> EXERCISE BRIEF: Take the material below and write it all out again exactly.

*** INPUT ***

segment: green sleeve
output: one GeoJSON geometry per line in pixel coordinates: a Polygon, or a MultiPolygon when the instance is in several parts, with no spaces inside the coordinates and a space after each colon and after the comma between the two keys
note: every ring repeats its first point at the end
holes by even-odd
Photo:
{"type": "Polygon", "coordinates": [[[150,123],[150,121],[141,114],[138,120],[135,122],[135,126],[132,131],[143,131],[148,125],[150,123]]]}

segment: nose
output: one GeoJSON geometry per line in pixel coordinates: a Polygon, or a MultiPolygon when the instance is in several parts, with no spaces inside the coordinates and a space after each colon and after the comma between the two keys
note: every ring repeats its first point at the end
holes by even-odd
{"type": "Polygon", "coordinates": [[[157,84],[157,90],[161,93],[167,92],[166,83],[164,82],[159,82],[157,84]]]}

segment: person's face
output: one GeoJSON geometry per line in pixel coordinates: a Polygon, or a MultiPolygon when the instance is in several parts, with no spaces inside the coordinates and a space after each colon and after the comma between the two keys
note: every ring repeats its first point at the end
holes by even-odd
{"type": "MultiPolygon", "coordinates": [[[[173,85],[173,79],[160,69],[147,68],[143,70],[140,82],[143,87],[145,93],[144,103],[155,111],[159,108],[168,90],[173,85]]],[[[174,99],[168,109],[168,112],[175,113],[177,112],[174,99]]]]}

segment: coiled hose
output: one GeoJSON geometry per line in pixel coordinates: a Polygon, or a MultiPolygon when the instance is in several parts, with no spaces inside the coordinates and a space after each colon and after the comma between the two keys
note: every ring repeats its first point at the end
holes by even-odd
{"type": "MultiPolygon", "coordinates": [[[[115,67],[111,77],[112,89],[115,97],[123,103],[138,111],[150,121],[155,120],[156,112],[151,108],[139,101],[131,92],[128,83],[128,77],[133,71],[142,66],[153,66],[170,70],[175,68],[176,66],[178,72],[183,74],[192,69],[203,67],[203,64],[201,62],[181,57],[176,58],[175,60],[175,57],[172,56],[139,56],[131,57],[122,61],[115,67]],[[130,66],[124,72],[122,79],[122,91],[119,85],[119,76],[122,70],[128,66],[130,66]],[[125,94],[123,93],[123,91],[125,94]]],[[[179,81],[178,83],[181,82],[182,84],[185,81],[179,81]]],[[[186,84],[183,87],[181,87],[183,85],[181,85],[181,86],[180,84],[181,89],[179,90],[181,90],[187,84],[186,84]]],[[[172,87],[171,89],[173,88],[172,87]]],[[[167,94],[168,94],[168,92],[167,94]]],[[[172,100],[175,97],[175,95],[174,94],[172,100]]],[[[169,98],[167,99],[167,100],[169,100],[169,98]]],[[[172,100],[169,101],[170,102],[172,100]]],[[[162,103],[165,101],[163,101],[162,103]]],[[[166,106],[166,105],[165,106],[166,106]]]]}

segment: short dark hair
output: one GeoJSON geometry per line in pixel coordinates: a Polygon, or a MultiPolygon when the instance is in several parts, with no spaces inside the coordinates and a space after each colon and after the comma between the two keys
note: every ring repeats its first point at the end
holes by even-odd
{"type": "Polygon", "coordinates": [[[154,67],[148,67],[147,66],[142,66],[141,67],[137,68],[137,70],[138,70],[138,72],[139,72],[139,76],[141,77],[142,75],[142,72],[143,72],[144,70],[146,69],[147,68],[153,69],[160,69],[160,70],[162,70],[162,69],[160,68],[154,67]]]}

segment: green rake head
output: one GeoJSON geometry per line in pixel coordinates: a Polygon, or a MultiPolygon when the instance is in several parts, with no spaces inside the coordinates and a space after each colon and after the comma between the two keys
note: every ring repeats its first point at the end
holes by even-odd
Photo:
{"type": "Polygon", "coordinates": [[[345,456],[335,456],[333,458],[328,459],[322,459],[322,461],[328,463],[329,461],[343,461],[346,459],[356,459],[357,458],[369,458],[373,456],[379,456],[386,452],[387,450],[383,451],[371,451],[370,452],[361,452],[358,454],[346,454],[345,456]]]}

***

> FINISHED TASK:
segment: green sleeve
output: one GeoJSON geometry per line in pixel coordinates: a Polygon, or a MultiPolygon when the instance is in several parts, with no spaces inside the coordinates and a space after each colon and after the comma between the two keys
note: every ring repeats its first point at the end
holes by even-odd
Photo:
{"type": "Polygon", "coordinates": [[[150,123],[150,121],[141,114],[138,120],[135,122],[135,126],[132,131],[143,131],[148,125],[150,123]]]}

segment: nose
output: one GeoJSON geometry per line in pixel coordinates: a Polygon, or a MultiPolygon when the instance is in several parts, with no spaces inside the coordinates and a space after each colon and after the comma between the two keys
note: every ring repeats its first point at the end
holes by even-odd
{"type": "Polygon", "coordinates": [[[157,84],[157,90],[161,93],[167,92],[166,83],[164,82],[159,82],[157,84]]]}

segment: person's face
output: one GeoJSON geometry per line in pixel coordinates: a Polygon, or a MultiPolygon when the instance is in several parts, with no spaces inside the coordinates and a space after each colon and after the comma between the two keys
note: every ring repeats its first point at the end
holes by even-odd
{"type": "MultiPolygon", "coordinates": [[[[173,85],[173,79],[160,69],[147,68],[143,70],[140,82],[143,87],[145,93],[144,103],[155,111],[159,108],[168,90],[173,85]]],[[[174,99],[168,109],[168,112],[175,113],[177,112],[174,99]]]]}

segment: coiled hose
output: one GeoJSON geometry per line in pixel coordinates: a Polygon, or a MultiPolygon when the instance is in several parts, with no spaces inside the coordinates and a space after each colon and after the comma between the two keys
note: every ring repeats its first point at the end
holes by even-odd
{"type": "MultiPolygon", "coordinates": [[[[115,67],[111,77],[112,89],[115,97],[123,103],[138,111],[150,121],[155,120],[156,112],[151,108],[139,101],[131,92],[128,83],[128,77],[133,71],[142,66],[153,66],[170,70],[175,68],[176,66],[178,72],[183,74],[192,69],[203,67],[203,64],[201,62],[181,57],[176,58],[175,60],[175,57],[172,56],[139,56],[131,57],[122,61],[115,67]],[[130,66],[124,72],[122,79],[122,91],[119,85],[119,76],[122,70],[128,66],[130,66]],[[125,94],[123,93],[123,91],[125,94]]],[[[179,81],[178,83],[181,82],[182,84],[185,81],[179,81]]],[[[186,84],[183,87],[181,87],[183,85],[181,85],[181,86],[180,84],[181,89],[179,90],[181,90],[187,84],[186,84]]],[[[172,87],[171,89],[173,88],[172,87]]],[[[167,94],[168,94],[168,92],[167,94]]],[[[172,100],[175,97],[175,95],[174,94],[172,100]]],[[[169,98],[167,99],[167,100],[169,100],[169,98]]],[[[172,100],[169,101],[170,102],[172,100]]],[[[162,103],[165,101],[163,101],[162,103]]],[[[166,106],[166,105],[165,106],[166,106]]]]}

segment: short dark hair
output: one GeoJSON geometry per line in pixel coordinates: a Polygon, or a MultiPolygon when the instance is in several parts, with no spaces inside the coordinates and a space after each colon and after the comma between the two keys
note: every ring repeats its first point at the end
holes by even-odd
{"type": "Polygon", "coordinates": [[[154,67],[148,67],[147,66],[142,66],[141,67],[137,68],[137,70],[138,70],[138,72],[139,72],[139,76],[141,77],[142,75],[142,72],[143,72],[144,70],[146,69],[147,68],[153,69],[160,69],[160,70],[162,70],[162,69],[160,68],[154,67]]]}

segment: green rake head
output: one GeoJSON geometry per line in pixel coordinates: a Polygon, or a MultiPolygon when the instance is in several parts, with no spaces inside the coordinates and a space after each colon and after the comma between the two keys
note: every ring repeats its first point at the end
holes by even-odd
Photo:
{"type": "Polygon", "coordinates": [[[345,456],[335,456],[333,458],[328,459],[322,459],[322,461],[328,463],[329,461],[343,461],[346,459],[356,459],[357,458],[369,458],[373,456],[379,456],[386,452],[387,450],[383,451],[371,451],[370,452],[361,452],[358,454],[346,454],[345,456]]]}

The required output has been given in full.